**Seçilmiş metin:**
----------------
Türkiye'de, çok partili demokratik rejime geçildiğinden beri, yani yaklaşık altmış yıldır halkımız merkez sağ partileri iktidara getirmiştir. Zira genellikle ana muhalefet görevi verilen CHP, bir türlü geniş halk kitlelerinin desteğini kazanamamıştır. Bunda, CHP'nin halkın değerlerinden uzak kalışı başta olmak üzere, hâlâ tek parti geçmişinden kurtulamayışının da rolü vardır.
1950'den sonra 1954 ve 1957 seçimlerini de kaybeden CHP jakobenizmi, sandıktan ve millet iradesinden ümidini kesince, 27 Mayıs'tan itibaren antidemokratik yollara sapmış; militarizmin ve jüristokrasinin desteğini aramıştır. 27 Mayıs'ta ortaya çıkan, 'CHP + Ordu = İktidar' formülü bu arayışın bir neticesidir.
Merkez sağ iktidarlar karşısında yıllarca 'irtica', 'bölünme' ve 'terör' gibi konuları kullanarak antidemokratik militarist odaklara sırtını dayayıp milletin kendisine vermediği iktidara filen ortak olan CHP muhalefeti, 27 Nisan 2007 Muhtırası'na karşı koyan, darbeci odaklarla cesaretle mücadele eden ve 12 Eylül Referandumu ile jüristokrasinin belini kıran AK Parti İktidarı karşısında millet iradesi dışındaki desteklerini kaybetmiştir.
***
Tek siyasî partinin oyların önemli bir çoğunluğunu toplayarak iktidara gelmesi, demokratik rejimde siyasî istikrar ve iktisadî gelişme bakımından arzu edilen bir durumdur. Tabiatıyla iktidardaki partinin muhalefetin siyasî haklarına riayet etmesi ve önceden tespit edilmiş siyasî kurallara uygun davranması gerekir. Lâkin, muhalefet partilerinin de seslerini duyurabilmek için siyasî muaşeretin ve geleneklerin dışına çıkmaması lâzımdır.
1950'den bu yana demokrasimiz incelendiğinde, muhalefetin ana tezinin, iktidardaki siyasî partinin vesayet kurduğu ve
'sivil dikta'ya kaydığı iddiası olduğu görülecektir. Millet iradesiyle seçilmiş demokratik iktidarlara karşı ileri sürülen en tipik itham, meşru iktidarın dikta eğilimi gösterdiği ve bir vesayet rejimi kurarak sivil dikta uygulamasına giriştiğidir.
----------------
**Görevler:**
- a) Seçilmiş metne göre aşağıdaki soruları yanıtlayın.
(i) CHP, 1950'den sonra hangi iki seçimi de kaybetmiştir?
(ii) 27 Mayıs'ta ortaya çıkan formül nedir?
(iii) AK Parti İktidarı, 12 Eylül Referandumu ile neyin belini kırmıştır?
- b) Seçilmiş metnin "1950'den bu yana" sözleriyle başlayıp "dikta uygulamasına giriştiğidir." sözlerine kadar süren bölümünü, "vesayet" yerine "tahakküm" koyarak yeniden yazın.

Bir veri kümesinden öğeler:
----------------
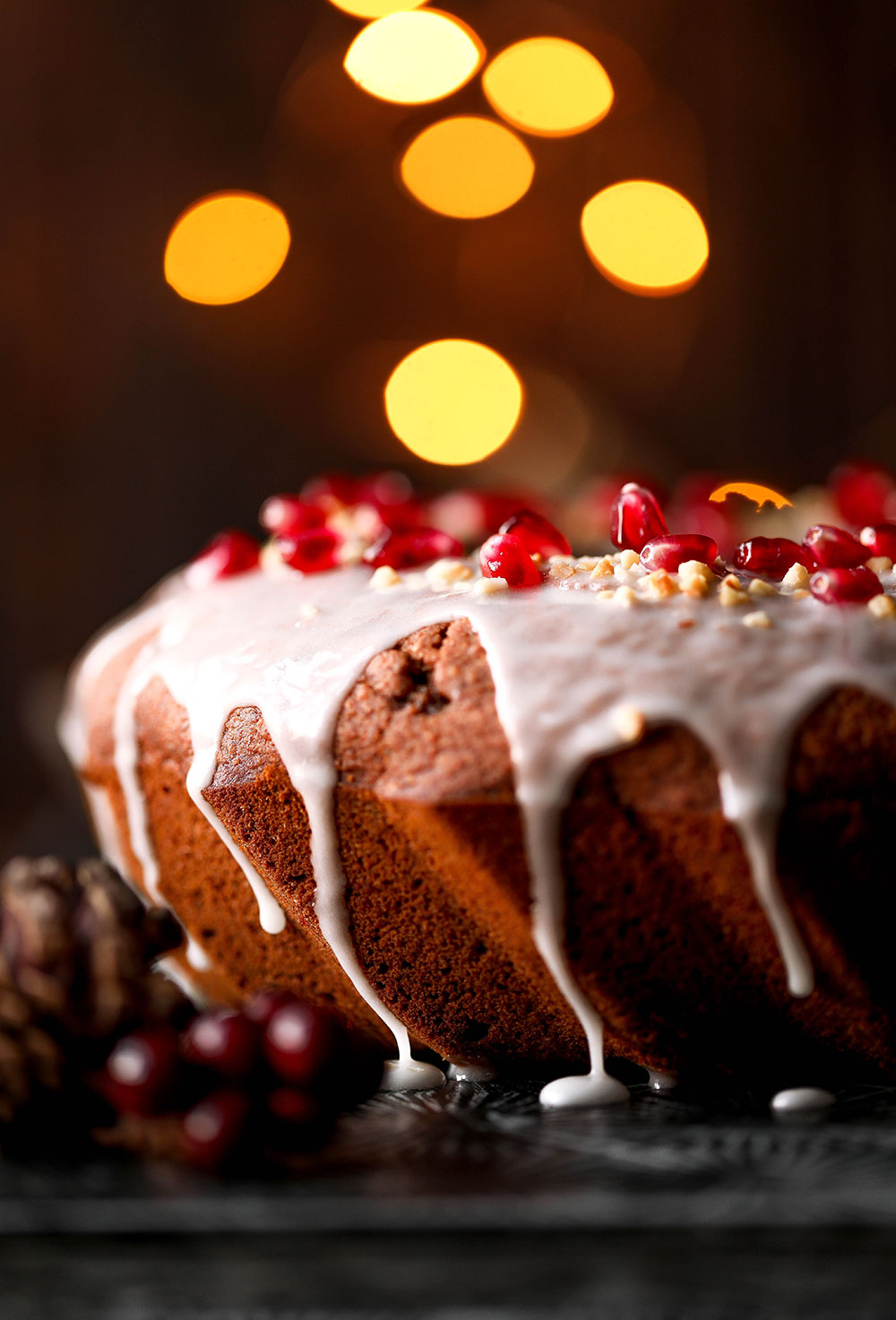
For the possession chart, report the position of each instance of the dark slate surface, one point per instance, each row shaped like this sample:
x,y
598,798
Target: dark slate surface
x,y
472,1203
----------------
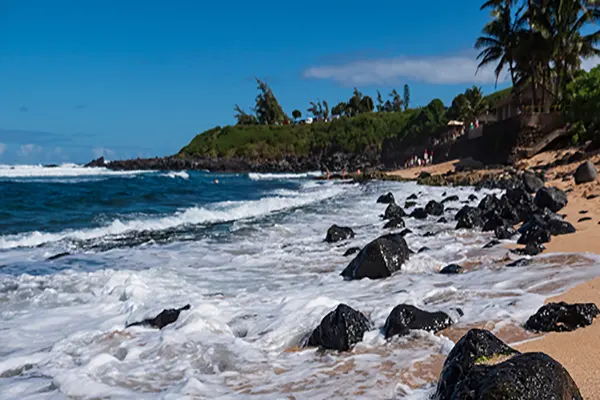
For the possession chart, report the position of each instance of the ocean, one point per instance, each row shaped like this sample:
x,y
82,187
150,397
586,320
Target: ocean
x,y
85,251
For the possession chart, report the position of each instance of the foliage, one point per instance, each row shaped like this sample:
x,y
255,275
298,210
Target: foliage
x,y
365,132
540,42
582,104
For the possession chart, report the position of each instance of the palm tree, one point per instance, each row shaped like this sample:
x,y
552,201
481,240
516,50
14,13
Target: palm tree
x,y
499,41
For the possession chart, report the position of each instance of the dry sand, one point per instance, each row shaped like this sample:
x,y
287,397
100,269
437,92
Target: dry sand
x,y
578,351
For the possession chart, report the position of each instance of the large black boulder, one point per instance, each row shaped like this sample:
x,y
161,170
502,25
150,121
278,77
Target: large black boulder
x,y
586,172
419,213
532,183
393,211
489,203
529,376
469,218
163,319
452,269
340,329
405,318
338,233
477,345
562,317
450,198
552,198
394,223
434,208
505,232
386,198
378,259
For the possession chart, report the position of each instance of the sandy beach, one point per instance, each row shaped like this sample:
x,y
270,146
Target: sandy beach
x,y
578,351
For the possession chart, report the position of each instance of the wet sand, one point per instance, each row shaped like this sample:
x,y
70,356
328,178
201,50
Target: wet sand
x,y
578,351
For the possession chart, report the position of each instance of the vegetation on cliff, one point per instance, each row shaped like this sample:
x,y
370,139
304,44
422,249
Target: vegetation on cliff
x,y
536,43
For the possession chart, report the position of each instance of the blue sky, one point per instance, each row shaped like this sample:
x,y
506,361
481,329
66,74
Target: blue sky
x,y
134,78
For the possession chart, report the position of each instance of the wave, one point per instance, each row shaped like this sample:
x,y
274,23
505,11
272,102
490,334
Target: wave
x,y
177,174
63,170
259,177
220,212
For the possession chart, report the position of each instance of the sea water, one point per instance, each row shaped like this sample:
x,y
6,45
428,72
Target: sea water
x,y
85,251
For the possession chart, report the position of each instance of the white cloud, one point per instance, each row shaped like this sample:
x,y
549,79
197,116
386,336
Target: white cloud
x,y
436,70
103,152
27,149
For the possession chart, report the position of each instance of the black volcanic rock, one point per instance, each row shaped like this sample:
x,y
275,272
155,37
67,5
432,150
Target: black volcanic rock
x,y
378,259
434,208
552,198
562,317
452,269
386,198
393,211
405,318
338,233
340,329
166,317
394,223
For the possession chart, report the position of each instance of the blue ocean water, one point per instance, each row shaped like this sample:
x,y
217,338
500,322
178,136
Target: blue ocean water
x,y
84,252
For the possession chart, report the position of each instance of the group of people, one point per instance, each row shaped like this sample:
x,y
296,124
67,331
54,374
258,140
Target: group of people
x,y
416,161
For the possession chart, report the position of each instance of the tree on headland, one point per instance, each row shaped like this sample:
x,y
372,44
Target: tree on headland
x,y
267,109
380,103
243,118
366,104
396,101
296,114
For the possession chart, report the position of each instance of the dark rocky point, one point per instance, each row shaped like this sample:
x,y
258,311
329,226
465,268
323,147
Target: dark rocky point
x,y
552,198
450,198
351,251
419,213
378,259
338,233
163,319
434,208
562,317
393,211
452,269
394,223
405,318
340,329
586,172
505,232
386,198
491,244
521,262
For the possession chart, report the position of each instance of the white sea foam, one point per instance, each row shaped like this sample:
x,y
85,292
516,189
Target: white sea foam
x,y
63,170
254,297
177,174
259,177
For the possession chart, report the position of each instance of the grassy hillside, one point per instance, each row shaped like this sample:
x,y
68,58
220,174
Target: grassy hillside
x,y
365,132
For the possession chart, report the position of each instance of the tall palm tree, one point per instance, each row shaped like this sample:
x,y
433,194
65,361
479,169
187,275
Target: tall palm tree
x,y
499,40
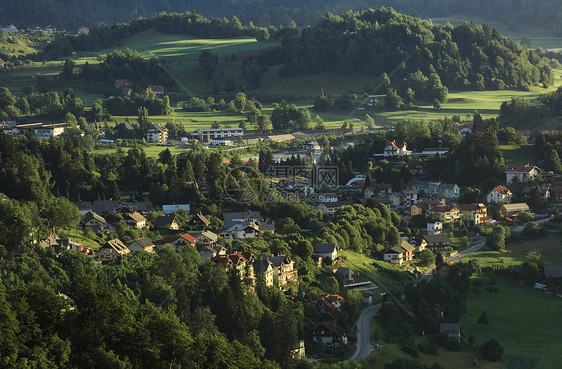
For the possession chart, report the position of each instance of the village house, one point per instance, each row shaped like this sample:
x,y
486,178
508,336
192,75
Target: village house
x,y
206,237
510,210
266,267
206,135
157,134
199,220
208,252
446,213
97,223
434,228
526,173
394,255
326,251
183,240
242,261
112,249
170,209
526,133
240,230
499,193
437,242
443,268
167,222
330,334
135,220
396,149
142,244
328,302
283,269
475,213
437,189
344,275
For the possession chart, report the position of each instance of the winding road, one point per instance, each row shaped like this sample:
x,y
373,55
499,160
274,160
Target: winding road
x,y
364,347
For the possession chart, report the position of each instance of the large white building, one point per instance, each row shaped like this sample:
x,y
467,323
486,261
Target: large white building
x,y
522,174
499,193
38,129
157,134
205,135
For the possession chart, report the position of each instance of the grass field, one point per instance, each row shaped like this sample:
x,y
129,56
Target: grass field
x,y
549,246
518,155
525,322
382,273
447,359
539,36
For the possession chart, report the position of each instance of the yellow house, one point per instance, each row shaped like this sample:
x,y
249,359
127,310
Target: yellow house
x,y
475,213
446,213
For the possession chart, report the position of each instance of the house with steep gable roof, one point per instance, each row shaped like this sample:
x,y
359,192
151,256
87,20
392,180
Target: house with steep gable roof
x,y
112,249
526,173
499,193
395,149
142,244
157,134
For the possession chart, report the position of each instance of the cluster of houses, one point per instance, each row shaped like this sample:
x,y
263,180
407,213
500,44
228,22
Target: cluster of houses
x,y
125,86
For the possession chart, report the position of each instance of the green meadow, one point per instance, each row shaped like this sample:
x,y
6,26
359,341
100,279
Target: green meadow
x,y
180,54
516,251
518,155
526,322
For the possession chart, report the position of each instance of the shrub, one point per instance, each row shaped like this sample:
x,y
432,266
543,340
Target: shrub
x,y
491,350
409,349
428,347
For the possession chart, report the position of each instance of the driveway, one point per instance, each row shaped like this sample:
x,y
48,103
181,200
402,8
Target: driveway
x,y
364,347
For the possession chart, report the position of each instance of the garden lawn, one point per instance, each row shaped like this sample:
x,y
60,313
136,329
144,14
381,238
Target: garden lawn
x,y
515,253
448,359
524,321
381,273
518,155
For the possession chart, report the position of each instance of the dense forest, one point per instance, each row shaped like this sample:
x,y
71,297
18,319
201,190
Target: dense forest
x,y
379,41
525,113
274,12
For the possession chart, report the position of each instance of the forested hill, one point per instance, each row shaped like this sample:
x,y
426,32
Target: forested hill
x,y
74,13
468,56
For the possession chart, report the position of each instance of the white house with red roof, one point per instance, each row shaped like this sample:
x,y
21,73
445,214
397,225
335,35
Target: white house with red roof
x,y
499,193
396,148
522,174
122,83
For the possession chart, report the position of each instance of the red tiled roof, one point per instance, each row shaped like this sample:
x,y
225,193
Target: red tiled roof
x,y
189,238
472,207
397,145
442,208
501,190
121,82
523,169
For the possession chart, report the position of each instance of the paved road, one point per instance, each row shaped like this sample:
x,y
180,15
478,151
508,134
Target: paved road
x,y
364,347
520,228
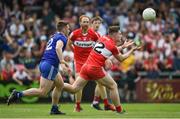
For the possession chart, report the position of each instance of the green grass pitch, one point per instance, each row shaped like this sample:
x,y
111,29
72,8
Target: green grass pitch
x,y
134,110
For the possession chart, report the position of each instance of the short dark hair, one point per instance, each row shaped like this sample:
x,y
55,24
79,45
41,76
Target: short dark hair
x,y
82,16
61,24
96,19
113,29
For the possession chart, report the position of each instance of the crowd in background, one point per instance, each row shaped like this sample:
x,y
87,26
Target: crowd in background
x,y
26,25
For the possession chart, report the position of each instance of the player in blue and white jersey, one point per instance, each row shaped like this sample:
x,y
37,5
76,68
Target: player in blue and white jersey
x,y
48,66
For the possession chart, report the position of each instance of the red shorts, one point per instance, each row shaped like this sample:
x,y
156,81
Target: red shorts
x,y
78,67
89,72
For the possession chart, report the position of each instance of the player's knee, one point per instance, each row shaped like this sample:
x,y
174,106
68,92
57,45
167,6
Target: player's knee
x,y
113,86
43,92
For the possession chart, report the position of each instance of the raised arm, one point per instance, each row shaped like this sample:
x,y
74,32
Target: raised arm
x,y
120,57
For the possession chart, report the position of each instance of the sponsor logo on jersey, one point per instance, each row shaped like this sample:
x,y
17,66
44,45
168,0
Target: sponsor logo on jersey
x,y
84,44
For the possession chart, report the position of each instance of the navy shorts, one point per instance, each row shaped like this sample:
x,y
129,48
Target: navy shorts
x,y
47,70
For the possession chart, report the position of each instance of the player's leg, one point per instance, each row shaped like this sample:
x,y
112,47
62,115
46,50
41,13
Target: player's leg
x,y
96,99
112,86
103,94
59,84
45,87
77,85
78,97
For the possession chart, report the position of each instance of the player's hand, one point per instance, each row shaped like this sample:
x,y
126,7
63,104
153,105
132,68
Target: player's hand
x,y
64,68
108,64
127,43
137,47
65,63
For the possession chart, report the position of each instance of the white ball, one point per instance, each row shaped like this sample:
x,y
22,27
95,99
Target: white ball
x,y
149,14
----------------
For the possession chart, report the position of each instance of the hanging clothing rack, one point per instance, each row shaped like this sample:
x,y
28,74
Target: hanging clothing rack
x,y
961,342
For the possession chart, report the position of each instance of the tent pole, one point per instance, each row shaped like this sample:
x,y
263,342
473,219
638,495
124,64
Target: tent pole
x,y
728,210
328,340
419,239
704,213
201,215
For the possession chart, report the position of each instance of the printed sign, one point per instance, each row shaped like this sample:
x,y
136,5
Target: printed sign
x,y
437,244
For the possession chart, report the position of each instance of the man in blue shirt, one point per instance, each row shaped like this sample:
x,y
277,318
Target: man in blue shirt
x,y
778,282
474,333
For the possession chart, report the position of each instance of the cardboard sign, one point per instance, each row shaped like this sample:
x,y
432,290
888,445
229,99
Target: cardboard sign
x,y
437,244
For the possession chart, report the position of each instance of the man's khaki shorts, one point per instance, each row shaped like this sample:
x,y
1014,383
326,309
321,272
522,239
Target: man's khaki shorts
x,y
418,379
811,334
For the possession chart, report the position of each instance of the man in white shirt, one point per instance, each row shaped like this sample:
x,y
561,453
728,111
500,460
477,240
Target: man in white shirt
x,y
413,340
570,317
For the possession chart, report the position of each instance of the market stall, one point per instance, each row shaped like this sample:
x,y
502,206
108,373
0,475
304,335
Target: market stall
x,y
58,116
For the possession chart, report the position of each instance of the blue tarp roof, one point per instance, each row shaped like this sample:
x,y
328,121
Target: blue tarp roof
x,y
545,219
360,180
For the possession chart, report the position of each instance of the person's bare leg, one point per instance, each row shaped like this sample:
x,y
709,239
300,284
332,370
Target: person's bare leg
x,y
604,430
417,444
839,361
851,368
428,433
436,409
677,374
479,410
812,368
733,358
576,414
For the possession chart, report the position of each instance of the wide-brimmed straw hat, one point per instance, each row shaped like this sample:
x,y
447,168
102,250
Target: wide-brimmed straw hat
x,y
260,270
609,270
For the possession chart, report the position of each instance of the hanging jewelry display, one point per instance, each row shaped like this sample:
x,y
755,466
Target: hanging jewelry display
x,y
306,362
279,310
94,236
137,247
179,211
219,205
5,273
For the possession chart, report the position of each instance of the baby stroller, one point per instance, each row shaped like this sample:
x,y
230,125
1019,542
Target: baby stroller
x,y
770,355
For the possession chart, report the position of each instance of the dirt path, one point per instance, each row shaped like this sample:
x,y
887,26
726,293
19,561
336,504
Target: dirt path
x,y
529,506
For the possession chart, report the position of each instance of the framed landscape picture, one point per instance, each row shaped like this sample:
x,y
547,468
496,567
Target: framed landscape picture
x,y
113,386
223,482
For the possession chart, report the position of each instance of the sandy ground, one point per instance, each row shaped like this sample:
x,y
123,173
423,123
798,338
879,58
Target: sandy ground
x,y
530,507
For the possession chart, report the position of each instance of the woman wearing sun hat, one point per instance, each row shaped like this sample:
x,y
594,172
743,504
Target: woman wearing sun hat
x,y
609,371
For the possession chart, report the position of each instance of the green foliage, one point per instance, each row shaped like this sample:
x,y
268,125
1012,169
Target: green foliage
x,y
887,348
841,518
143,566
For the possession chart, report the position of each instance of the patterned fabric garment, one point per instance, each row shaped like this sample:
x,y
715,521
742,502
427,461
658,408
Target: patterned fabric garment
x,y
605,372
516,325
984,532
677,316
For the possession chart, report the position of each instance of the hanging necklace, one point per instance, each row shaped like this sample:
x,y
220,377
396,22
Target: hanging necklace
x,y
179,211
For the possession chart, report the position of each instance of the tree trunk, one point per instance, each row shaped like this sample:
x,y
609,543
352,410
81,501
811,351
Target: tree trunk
----------------
**Tam yanıtlar:**
- a)
(i) 1954 ve 1957 seçimlerini.
(ii) 'CHP + Ordu = İktidar' formülü.
(iii) Jüristokrasinin.

- b)
1950'den bu yana demokrasimiz incelendiğinde, muhalefetin ana tezinin, iktidardaki siyasî partinin tahakküm kurduğu ve
'sivil dikta'ya kaydığı iddiası olduğu görülecektir. Millet iradesiyle seçilmiş demokratik iktidarlara karşı ileri sürülen en tipik itham, meşru iktidarın dikta eğilimi gösterdiği ve bir tahakküm rejimi kurarak sivil dikta uygulamasına giriştiğidir.